_Data supplied_

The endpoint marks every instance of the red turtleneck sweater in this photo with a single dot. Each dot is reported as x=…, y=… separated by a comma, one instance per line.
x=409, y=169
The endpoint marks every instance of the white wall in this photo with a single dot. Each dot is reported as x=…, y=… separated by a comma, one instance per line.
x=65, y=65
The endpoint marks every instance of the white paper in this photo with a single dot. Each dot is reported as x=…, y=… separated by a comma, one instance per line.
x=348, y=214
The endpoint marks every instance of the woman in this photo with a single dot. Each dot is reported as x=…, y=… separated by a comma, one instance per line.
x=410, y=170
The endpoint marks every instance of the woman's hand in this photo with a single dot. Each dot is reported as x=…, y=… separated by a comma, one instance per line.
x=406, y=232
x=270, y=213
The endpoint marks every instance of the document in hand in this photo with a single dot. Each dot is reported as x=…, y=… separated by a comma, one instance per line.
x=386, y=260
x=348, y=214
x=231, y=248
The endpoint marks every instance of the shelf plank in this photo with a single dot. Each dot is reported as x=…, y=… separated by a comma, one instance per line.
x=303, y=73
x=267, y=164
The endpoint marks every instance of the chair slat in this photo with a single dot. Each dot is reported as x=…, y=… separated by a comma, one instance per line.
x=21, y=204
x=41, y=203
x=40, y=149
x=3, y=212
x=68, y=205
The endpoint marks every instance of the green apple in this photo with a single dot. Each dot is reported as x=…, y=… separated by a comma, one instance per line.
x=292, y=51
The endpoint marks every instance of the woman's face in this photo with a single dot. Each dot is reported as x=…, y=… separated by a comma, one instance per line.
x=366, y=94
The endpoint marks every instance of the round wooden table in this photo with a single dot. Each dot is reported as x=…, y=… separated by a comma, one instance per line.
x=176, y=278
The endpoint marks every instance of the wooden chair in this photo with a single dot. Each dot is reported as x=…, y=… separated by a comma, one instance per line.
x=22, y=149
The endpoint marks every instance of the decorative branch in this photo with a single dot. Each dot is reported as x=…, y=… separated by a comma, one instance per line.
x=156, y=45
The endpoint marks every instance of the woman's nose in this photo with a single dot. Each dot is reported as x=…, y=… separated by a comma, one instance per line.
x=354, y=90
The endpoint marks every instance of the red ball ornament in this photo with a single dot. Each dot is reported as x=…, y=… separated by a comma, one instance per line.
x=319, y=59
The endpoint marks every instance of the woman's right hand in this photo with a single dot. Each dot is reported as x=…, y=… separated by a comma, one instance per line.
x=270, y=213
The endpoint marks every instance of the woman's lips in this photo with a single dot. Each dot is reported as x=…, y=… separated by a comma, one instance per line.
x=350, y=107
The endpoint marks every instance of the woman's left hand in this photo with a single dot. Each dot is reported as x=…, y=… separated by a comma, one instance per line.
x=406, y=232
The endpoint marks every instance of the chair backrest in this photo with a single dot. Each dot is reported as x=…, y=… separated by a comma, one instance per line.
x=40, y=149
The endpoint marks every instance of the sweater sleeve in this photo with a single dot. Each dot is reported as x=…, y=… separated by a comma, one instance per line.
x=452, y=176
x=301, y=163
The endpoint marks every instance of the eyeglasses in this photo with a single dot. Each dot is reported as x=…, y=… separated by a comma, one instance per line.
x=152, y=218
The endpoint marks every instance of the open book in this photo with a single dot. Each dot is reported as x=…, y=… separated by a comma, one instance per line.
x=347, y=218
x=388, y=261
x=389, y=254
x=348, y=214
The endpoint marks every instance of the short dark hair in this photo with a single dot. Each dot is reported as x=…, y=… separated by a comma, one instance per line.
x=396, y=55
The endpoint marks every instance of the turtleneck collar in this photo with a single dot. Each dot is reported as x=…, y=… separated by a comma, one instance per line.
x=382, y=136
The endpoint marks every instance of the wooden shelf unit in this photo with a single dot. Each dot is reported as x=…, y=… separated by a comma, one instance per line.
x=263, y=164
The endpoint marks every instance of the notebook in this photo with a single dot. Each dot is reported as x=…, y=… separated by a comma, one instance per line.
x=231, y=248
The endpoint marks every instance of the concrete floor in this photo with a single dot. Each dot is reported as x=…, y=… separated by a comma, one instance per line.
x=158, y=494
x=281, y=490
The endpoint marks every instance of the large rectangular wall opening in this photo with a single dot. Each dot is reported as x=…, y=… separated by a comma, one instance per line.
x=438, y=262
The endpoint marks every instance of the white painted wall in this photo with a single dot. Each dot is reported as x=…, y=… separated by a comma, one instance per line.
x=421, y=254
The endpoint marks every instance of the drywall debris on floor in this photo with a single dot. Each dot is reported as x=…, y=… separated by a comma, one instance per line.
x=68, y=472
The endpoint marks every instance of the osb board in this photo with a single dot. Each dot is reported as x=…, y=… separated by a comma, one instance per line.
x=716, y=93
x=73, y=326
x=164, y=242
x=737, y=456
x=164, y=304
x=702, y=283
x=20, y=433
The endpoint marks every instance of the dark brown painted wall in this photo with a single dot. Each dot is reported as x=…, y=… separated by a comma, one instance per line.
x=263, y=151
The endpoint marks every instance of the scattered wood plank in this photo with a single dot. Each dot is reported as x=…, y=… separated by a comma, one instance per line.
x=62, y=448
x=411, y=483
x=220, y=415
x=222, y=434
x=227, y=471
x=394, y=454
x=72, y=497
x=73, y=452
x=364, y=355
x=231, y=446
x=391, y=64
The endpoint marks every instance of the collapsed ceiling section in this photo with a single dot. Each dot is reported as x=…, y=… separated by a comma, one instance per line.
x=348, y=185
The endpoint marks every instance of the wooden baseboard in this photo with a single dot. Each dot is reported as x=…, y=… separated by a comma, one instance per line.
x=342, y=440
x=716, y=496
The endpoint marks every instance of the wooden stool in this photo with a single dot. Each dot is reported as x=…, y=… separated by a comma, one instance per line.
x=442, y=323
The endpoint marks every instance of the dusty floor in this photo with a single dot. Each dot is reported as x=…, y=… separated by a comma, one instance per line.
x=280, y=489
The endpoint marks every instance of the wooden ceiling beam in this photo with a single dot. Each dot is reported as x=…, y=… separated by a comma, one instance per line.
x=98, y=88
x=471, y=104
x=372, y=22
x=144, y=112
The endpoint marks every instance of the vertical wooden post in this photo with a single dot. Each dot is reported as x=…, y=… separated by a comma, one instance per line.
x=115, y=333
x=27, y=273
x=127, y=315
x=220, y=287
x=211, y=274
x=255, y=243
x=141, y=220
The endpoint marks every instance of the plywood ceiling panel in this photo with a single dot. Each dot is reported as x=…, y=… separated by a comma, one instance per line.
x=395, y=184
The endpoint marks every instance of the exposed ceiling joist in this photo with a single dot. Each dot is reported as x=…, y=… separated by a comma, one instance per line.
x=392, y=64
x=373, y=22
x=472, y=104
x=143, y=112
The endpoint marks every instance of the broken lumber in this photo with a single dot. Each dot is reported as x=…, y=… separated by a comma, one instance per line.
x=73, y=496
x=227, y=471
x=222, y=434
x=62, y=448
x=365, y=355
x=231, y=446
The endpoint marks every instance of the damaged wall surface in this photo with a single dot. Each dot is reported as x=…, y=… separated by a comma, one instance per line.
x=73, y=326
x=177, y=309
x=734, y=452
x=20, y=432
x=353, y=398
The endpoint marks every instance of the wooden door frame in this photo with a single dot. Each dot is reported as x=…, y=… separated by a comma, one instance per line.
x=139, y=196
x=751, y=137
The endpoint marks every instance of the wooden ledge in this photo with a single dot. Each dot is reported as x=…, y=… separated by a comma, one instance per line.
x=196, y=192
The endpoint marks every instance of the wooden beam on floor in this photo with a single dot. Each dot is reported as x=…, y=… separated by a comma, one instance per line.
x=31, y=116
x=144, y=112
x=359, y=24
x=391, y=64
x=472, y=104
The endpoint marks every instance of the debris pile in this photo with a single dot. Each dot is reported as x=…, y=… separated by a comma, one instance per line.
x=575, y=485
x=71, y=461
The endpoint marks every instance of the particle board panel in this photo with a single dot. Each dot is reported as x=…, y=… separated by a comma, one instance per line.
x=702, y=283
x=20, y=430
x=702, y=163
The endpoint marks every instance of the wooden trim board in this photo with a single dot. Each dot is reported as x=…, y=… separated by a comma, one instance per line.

_Task goal_
Copy word for word every line from the one with "The endpoint marks every instance of the plywood" through the final line of the items, including both.

_Full output_
The endpoint marks every instance of the plywood ceiling panel in this photo with a single dot. Each dot is reported as x=…, y=… separated by a comma, one instance per line.
x=395, y=184
The endpoint marks every instance of the exposed ceiling joist in this photo with a single dot. Each dot is reported as x=…, y=… separated by a comma, one instance per line.
x=392, y=64
x=373, y=22
x=472, y=104
x=143, y=112
The endpoint marks every instance of the broken lumber in this photo with a single dot. Each dot is reported as x=…, y=… separated by a comma, one instance per line.
x=73, y=496
x=227, y=471
x=222, y=434
x=62, y=448
x=365, y=355
x=231, y=446
The endpoint marks every instance of the damaged wall surface in this photo with a single dot. Each dot is reported as x=…, y=… separated by a comma, one instance per line.
x=73, y=326
x=177, y=309
x=734, y=452
x=20, y=432
x=353, y=398
The endpoint marks every instance of the wooden door frame in this photo with a single dot. Each dot is reported as x=…, y=… separated by a comma, one instance per line.
x=139, y=196
x=751, y=137
The endpoint marks every instance of the wooden ledge in this photo with a single dot. Each dot is reported as x=…, y=… separated by a comma, one instance per line.
x=196, y=192
The endpoint marks every instance of the wooden beam on floor in this photo with a single dot. Each dot is reported as x=…, y=… separated by a comma, one instance per line.
x=31, y=116
x=144, y=112
x=359, y=24
x=391, y=64
x=472, y=104
The endpoint marks every instance of the debris pile in this photo with a single dot. Each dot is reported as x=…, y=… separated by a comma, one instance per line.
x=575, y=485
x=71, y=461
The endpoint marks every instance of the particle board panel in this photo with a single dot. Each dot is reported as x=…, y=… separated by a comma, one instance per line.
x=702, y=283
x=20, y=430
x=702, y=163
The endpoint marks every instance of the wooden trim board in this photo with a single dot. Each dot is reported as x=…, y=… separated by a comma, one instance per line.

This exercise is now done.